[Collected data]
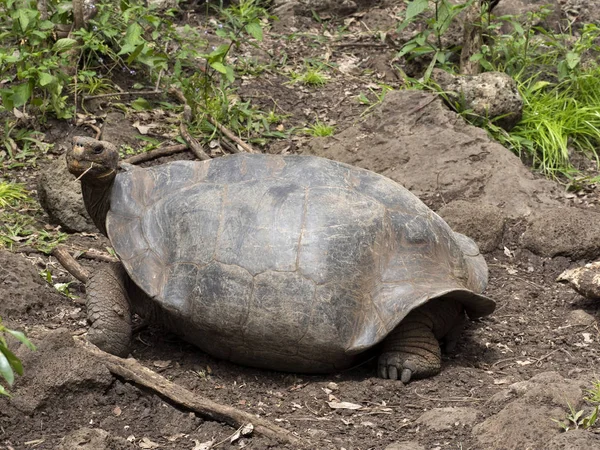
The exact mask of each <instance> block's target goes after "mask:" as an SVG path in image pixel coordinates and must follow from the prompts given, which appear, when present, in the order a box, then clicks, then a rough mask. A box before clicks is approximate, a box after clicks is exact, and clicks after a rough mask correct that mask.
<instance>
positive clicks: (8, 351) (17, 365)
mask: <svg viewBox="0 0 600 450" xmlns="http://www.w3.org/2000/svg"><path fill="white" fill-rule="evenodd" d="M0 352H2V353H3V354H4V356H6V359H7V360H8V363H9V364H10V366H11V367H12V369H13V370H14V371H15V372H17V373H18V374H19V375H23V365H22V364H21V361H19V358H17V357H16V356H15V354H14V353H13V352H11V351H10V350H9V349H8V348H7V347H5V346H4V345H0Z"/></svg>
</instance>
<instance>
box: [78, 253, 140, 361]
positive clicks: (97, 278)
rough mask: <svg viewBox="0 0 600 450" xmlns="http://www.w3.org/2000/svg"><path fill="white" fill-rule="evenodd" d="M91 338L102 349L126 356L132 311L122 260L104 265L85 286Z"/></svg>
mask: <svg viewBox="0 0 600 450" xmlns="http://www.w3.org/2000/svg"><path fill="white" fill-rule="evenodd" d="M86 291H87V296H86V297H87V298H86V305H87V317H88V322H89V323H90V329H89V331H88V341H90V342H91V343H92V344H94V345H95V346H96V347H98V348H99V349H100V350H104V351H105V352H108V353H111V354H113V355H117V356H122V357H126V356H127V355H128V354H129V346H130V343H131V312H130V307H129V299H128V297H127V291H126V289H125V269H123V267H122V266H121V264H120V263H116V264H109V265H106V266H103V267H101V268H100V269H99V270H98V271H96V272H95V273H94V274H93V275H92V276H91V277H90V279H89V281H88V284H87V286H86Z"/></svg>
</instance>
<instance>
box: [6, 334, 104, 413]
mask: <svg viewBox="0 0 600 450" xmlns="http://www.w3.org/2000/svg"><path fill="white" fill-rule="evenodd" d="M29 338H30V339H31V340H32V342H33V343H34V344H35V345H36V346H37V350H36V351H35V352H32V351H30V350H29V349H27V348H25V346H23V345H22V346H21V347H20V348H19V349H18V350H17V352H16V354H17V357H19V358H20V359H21V362H22V364H23V367H25V368H26V370H25V373H24V375H23V376H22V377H19V378H18V379H17V380H16V382H15V385H14V387H13V388H14V389H13V394H14V395H13V397H12V399H11V405H12V406H13V407H14V408H16V409H18V410H19V411H21V413H22V414H26V415H31V414H32V413H34V412H35V411H37V410H38V409H41V408H43V407H44V406H45V405H46V404H47V403H48V402H50V401H52V405H53V408H52V410H49V411H47V412H46V414H47V415H51V416H52V415H57V416H58V415H60V408H58V407H57V406H56V405H57V399H58V402H60V401H64V402H69V400H68V397H72V395H73V393H74V392H78V391H80V390H81V389H82V387H84V389H85V391H86V392H87V393H89V395H94V396H102V395H104V392H105V391H106V389H108V387H109V386H110V385H111V384H112V381H113V378H112V375H111V374H110V372H109V371H108V369H107V368H106V366H105V365H104V364H102V363H100V362H99V361H98V360H96V359H95V358H93V357H92V356H90V355H89V354H88V353H87V352H86V351H85V350H83V349H82V348H79V347H77V346H76V345H75V341H74V340H73V338H72V337H71V334H70V333H69V332H68V331H67V330H65V329H58V330H53V331H49V332H45V331H44V332H40V333H39V334H38V335H37V336H36V335H34V334H30V336H29Z"/></svg>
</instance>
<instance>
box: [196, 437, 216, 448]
mask: <svg viewBox="0 0 600 450" xmlns="http://www.w3.org/2000/svg"><path fill="white" fill-rule="evenodd" d="M214 443H215V440H214V439H213V440H212V441H206V442H199V441H198V440H196V439H194V444H195V445H194V448H193V449H192V450H210V449H211V448H212V446H213V444H214Z"/></svg>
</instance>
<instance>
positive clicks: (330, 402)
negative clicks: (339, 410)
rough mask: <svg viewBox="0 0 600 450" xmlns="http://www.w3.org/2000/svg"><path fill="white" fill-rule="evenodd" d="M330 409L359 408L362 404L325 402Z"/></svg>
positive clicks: (337, 402) (359, 408)
mask: <svg viewBox="0 0 600 450" xmlns="http://www.w3.org/2000/svg"><path fill="white" fill-rule="evenodd" d="M327 404H328V405H329V407H330V408H331V409H360V408H362V405H357V404H356V403H350V402H327Z"/></svg>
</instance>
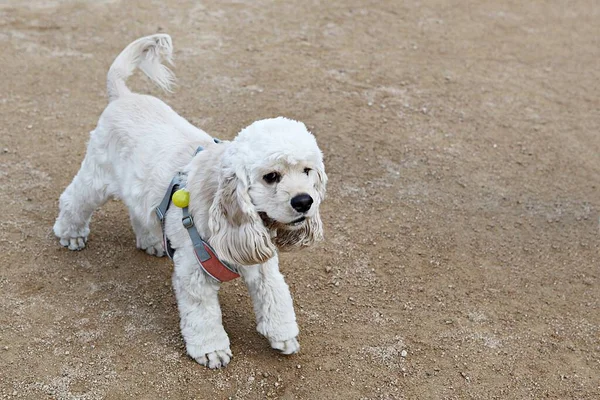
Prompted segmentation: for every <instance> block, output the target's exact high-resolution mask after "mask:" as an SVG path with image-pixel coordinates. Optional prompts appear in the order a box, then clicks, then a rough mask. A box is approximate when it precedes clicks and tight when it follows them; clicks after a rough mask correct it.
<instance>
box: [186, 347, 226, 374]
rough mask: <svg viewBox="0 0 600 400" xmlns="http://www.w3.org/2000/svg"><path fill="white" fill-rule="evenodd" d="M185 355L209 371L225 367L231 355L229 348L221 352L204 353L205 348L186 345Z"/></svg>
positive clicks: (210, 352) (211, 351)
mask: <svg viewBox="0 0 600 400" xmlns="http://www.w3.org/2000/svg"><path fill="white" fill-rule="evenodd" d="M186 347H187V353H188V354H189V356H190V357H192V358H193V359H194V360H196V362H197V363H198V364H200V365H204V366H205V367H208V368H210V369H217V368H221V367H226V366H227V364H229V361H231V358H232V357H233V354H232V353H231V349H230V348H229V346H227V348H225V349H223V350H215V351H209V352H206V350H205V346H197V345H188V346H186Z"/></svg>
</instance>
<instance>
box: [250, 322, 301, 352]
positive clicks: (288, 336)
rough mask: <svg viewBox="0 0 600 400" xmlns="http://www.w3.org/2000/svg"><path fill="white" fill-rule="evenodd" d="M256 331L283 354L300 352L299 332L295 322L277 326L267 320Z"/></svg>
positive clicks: (260, 325) (271, 346) (276, 349)
mask: <svg viewBox="0 0 600 400" xmlns="http://www.w3.org/2000/svg"><path fill="white" fill-rule="evenodd" d="M256 330H257V331H258V332H259V333H260V334H261V335H263V336H265V337H266V338H267V339H269V343H271V347H272V348H274V349H275V350H279V351H280V352H281V353H282V354H285V355H289V354H294V353H297V352H298V351H300V344H299V343H298V333H299V330H298V324H296V322H295V321H294V322H288V323H283V324H276V323H273V321H271V320H266V319H265V320H261V321H260V322H259V323H258V325H257V326H256Z"/></svg>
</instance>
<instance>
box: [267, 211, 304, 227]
mask: <svg viewBox="0 0 600 400" xmlns="http://www.w3.org/2000/svg"><path fill="white" fill-rule="evenodd" d="M258 215H260V218H261V219H262V221H263V224H265V226H266V227H267V228H275V227H286V226H288V227H296V226H299V225H301V224H302V223H303V222H304V221H305V220H306V217H300V218H298V219H295V220H293V221H292V222H288V223H285V224H284V223H282V222H279V221H277V220H275V219H273V218H271V217H269V216H268V215H267V213H266V212H259V213H258Z"/></svg>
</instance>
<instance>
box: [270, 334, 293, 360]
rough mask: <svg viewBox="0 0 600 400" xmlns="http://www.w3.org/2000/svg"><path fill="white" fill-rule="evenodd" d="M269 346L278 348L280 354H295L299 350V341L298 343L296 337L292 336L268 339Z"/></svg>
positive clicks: (288, 354)
mask: <svg viewBox="0 0 600 400" xmlns="http://www.w3.org/2000/svg"><path fill="white" fill-rule="evenodd" d="M269 342H270V343H271V347H272V348H274V349H275V350H279V351H280V352H281V354H285V355H286V356H287V355H290V354H296V353H297V352H299V351H300V343H298V338H297V337H295V338H292V339H289V340H279V341H278V340H270V341H269Z"/></svg>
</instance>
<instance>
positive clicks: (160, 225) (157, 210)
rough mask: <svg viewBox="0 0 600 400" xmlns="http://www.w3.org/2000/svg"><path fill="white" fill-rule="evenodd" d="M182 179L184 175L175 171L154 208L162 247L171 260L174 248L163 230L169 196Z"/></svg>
mask: <svg viewBox="0 0 600 400" xmlns="http://www.w3.org/2000/svg"><path fill="white" fill-rule="evenodd" d="M183 180H184V176H183V174H182V173H181V172H179V173H177V175H175V176H174V177H173V179H172V180H171V183H170V184H169V188H168V189H167V192H166V193H165V197H163V199H162V201H161V202H160V204H159V205H158V207H156V209H155V210H154V212H155V213H156V216H157V217H158V220H159V221H160V227H161V230H162V233H163V247H164V249H165V252H166V253H167V256H169V258H170V259H171V260H172V259H173V254H175V250H174V249H173V248H172V247H171V243H169V239H167V232H166V230H165V218H166V216H167V210H168V209H169V206H170V205H171V197H172V196H173V193H175V192H176V191H177V189H179V186H180V185H181V184H182V183H183Z"/></svg>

== The problem ==
Review the preceding data and report every line that includes the string "then".

== Response ==
The exact mask of each <instance> block's target goes after "mask:" as an SVG path in image pixel coordinates and must follow from the prompts given, which appear, when present, in the order a box, then clicks, then a rough mask. A box before clicks is approximate, a box after clicks is exact, and clicks after a rough mask correct that mask.
Prompted segmentation: for every <instance> block, output the target's exact high-resolution mask after "mask:" as an SVG path with image-pixel coordinates. Optional prompts appear in the order a box, then clicks, then a rough mask. A box is approximate when it precedes clicks and tight when it follows them; clicks after a rough mask correct it.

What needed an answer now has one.